Work to complete> Skip every line before the one containing "Confirm that each instance of the bowl", then copy that line and the rest of the entries below exactly, through the last line.

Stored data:
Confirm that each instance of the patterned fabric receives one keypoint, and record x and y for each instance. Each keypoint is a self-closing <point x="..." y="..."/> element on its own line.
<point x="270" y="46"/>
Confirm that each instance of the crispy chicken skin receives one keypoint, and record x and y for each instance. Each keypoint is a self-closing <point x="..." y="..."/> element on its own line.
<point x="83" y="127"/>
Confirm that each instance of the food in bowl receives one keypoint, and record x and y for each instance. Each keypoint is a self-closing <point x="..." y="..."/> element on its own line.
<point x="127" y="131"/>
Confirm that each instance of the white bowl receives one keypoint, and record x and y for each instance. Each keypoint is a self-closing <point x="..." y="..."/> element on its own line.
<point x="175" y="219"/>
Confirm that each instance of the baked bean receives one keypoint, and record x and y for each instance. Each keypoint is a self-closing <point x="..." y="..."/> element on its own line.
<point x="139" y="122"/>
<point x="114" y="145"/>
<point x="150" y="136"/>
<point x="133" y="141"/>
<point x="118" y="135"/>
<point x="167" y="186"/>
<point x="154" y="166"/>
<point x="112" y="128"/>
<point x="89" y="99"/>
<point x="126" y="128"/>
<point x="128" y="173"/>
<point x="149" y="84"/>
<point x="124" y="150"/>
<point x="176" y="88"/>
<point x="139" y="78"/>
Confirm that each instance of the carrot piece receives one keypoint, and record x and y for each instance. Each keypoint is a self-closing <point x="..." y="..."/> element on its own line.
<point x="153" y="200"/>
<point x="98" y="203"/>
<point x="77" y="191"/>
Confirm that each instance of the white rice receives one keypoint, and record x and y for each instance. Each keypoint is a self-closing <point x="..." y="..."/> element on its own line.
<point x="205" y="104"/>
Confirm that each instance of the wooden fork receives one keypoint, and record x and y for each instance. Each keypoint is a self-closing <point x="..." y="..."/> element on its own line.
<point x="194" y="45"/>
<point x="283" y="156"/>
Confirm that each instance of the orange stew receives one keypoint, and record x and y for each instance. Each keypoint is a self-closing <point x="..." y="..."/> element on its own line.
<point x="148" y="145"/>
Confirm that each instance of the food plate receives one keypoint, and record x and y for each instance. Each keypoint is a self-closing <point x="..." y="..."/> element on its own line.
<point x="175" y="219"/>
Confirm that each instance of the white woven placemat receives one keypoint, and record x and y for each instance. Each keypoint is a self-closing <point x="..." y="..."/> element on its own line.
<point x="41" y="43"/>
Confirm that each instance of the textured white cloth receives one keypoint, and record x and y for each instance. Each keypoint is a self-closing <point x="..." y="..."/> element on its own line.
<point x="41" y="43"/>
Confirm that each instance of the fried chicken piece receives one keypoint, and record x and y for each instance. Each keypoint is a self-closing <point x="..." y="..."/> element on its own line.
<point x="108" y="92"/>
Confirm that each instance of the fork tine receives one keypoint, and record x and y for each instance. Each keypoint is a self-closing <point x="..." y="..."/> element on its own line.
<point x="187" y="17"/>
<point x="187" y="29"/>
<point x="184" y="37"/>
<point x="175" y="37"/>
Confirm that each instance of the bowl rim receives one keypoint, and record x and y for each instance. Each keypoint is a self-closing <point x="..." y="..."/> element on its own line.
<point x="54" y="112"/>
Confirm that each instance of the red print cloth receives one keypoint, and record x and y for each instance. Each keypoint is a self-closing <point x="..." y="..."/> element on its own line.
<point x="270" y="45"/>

Output for this task>
Confirm that each instance of the bowl rim receives one keypoint, and record x and y for each instance. Each keypoint is a self-closing <point x="..." y="..."/> element on its own line.
<point x="54" y="112"/>
Confirm that each instance of the red print cloth receives one keypoint, and record x and y for each instance. Each keypoint is a self-closing <point x="..." y="..."/> element on its own line.
<point x="270" y="45"/>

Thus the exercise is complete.